(Records drawn from a dataset)
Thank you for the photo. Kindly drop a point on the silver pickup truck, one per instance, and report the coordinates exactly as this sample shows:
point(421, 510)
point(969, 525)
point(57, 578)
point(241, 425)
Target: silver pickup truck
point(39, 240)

#### [WHAT TO PRODUCE]
Take the entries and print them exactly. Keep every line.

#### [RESULT OF THIS TASK]
Thank you for the photo. Kindly drop a point on the silver pickup truck, one per instance, and report the coordinates exactly as this sample shows:
point(421, 510)
point(969, 525)
point(57, 578)
point(241, 425)
Target: silver pickup truck
point(39, 240)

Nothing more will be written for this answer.